WHAT THE EXERCISE ASKS: Please write out the part of the additive manufacturing text starting with "Additive manufacturing (AM)" and going on through "traditional processing methods.", word for word.

— BEGIN EXCERPTED TEXT —

Additive manufacturing (AM) - the process of building three-dimensional (3D) parts based on a digital model by gradually adding thin layers of material. This feature allows you to produce complex or unique parts directly from a digital model without the need to develop expensive tooling or molds, reducing the need for many conventional processing steps (Petrick and Simpson 2013; Wray 2014). Complex details can be performed in one step without the limitations inherent in traditional processing methods.

When creating products by using methods of AM, large temperature gradients and technological residual stresses arise in the volume of the material, resulting in disruption of the product shape, changes in the mechanical and operational characteristics of the object, and its destruction during manufacturing (King et al. 2015; Li et al. 2010; Ibiye et al. 2011; Parry et al. 2015; Wu et al. 2014; Baufeld et al. 2010; Riedlbauer et al. 2012). In order to work out the regimes and optimize the technological process, it is advisable to carry out a preliminary modeling of the process of layer-by-layer formation of the product, which boils down to a multivariate solution of thermo-conversion problems.

The numerical simulation of the process of reflow wire material is considered in the works (Agelet de Saracibar et al. 2014; Lundbäck 2011).

Sequential coupled analysis of non-stationary thermal conductivity with subsequent analysis of elastoplastic deformations is a frequently used approach to the numerical solution of temperature deformations and residual stresses (Labudovic et al. 2003). A full-featured analysis that solves the equations of heat conduction and the mechanics of a deformable solid at the same time was used by some researchers (Smith et al. 2016), however, conducting full-featured analysis requires much more computing resources. The calculation of residual stresses and buckling for the process of layer-by-layer surfacing of wire remains the most difficult aspect in numerical simulation. As discussed earlier, adding material is modeled by adding and / or activating new pre-placed items. There are three most commonly used methods for simulating material deposition: «element birth», «quiet element» and «hybrid activation» (Martukanitz et al. 2014; Michaleris 2014).

For the AM with a relatively small number of weld passes, it is permissible to have detailed modeling of each pass when constructing a part (Denlinger and Michaleris 2016). With this method of modeling, the heat input from the beam energy is usually applied as a volumetric heat flow, the center of which moves along the deposition path, thus representing a moving heat source. However, the AM process usually has a large number of layers, which makes it impractical to model each individual pass when creating a part. To ensure greater efficiency of calculations, the principle is used in which successive steps of melting and even layers are grouped together for subsequent simultaneous activation (Korner 2016; Prabhakar et al. 2015).

— END EXCERPTED TEXT —
— BEGIN DATA LISTING —

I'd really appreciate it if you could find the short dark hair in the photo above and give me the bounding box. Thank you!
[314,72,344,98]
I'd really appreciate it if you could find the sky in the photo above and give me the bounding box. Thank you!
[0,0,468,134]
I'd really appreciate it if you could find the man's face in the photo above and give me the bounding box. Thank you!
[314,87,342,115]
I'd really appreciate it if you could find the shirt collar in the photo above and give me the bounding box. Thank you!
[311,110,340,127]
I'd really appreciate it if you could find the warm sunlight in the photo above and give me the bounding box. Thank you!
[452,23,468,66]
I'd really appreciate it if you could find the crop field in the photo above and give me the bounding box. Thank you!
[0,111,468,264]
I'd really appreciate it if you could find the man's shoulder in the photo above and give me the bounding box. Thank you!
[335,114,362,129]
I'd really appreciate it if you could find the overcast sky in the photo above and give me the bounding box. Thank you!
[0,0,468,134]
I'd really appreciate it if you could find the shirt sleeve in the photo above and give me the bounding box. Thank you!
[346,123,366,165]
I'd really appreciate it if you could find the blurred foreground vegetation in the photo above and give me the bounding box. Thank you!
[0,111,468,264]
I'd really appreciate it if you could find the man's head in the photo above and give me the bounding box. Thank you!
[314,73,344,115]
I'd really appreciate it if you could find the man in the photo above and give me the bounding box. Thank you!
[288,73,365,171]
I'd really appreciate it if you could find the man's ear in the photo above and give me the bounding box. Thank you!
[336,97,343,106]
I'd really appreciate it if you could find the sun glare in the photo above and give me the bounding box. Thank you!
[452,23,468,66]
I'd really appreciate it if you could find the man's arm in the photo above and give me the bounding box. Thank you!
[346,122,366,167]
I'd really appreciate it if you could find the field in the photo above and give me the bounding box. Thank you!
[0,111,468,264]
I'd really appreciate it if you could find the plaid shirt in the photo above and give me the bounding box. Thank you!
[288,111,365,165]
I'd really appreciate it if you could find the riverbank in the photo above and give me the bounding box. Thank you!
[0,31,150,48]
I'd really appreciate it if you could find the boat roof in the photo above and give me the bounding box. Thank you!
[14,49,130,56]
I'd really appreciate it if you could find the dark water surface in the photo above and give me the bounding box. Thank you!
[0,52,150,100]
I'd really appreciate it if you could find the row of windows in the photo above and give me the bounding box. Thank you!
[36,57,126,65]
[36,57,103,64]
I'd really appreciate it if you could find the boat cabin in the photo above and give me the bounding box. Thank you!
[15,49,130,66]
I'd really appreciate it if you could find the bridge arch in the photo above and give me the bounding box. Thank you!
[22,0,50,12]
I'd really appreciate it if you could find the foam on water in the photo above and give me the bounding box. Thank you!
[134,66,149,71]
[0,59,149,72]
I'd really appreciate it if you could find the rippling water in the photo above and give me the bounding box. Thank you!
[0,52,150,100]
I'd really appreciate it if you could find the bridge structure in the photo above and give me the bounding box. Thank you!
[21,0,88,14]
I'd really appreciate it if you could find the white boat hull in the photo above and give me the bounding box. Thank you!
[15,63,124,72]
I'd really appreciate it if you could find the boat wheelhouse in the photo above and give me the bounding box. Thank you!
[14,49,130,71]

— END DATA LISTING —

EXERCISE OUTPUT:
Additive manufacturing (AM) - the process of building three-dimensional (3D) parts based on a digital model by gradually adding thin layers of material. This feature allows you to produce complex or unique parts directly from a digital model without the need to develop expensive tooling or molds, reducing the need for many conventional processing steps (Petrick and Simpson 2013; Wray 2014). Complex details can be performed in one step without the limitations inherent in traditional processing methods.